[Assigned task]
Although the entries contain pictures, repeat only their words, exactly as written.

[Input for this task]
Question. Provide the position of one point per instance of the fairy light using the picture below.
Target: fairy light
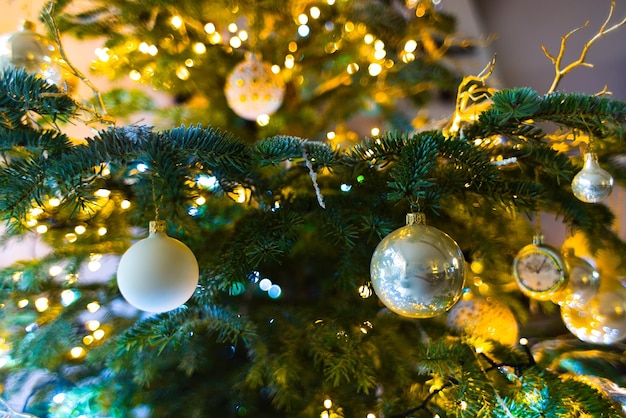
(374, 69)
(263, 120)
(209, 28)
(102, 193)
(77, 352)
(235, 42)
(93, 306)
(55, 270)
(199, 48)
(134, 75)
(42, 304)
(68, 297)
(176, 22)
(410, 45)
(94, 262)
(183, 73)
(304, 31)
(352, 68)
(92, 324)
(290, 61)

[Problem solution]
Question. Provide the position of one point per instance of the fairy light using the picture below.
Target: fairy light
(374, 69)
(263, 120)
(209, 28)
(102, 193)
(77, 352)
(235, 42)
(93, 306)
(55, 270)
(199, 48)
(134, 75)
(42, 304)
(68, 297)
(176, 22)
(410, 45)
(94, 262)
(183, 73)
(304, 31)
(352, 68)
(92, 324)
(290, 61)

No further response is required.